◆ **Instructions to follow**: Your answer should hold exactly the lines from the line containing "x1, y1, x2, y2" through the end of the entries that follow.

──────────────────────────────

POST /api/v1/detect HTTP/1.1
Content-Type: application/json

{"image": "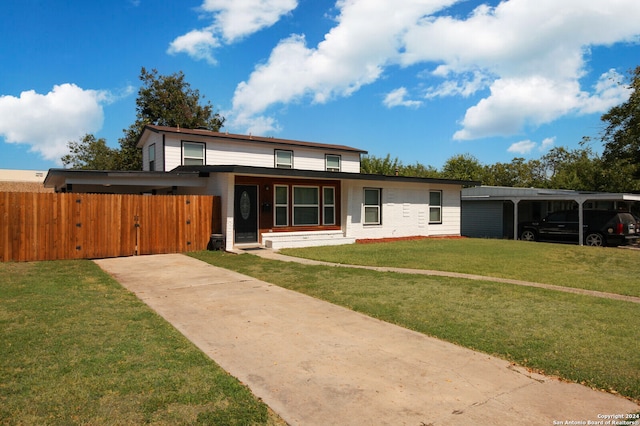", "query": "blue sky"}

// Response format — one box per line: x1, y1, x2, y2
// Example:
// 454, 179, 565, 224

──────────────────────────────

◆ **Answer for the task**:
// Response format — one box per line: x1, y1, x2, y2
// Example:
// 454, 179, 565, 224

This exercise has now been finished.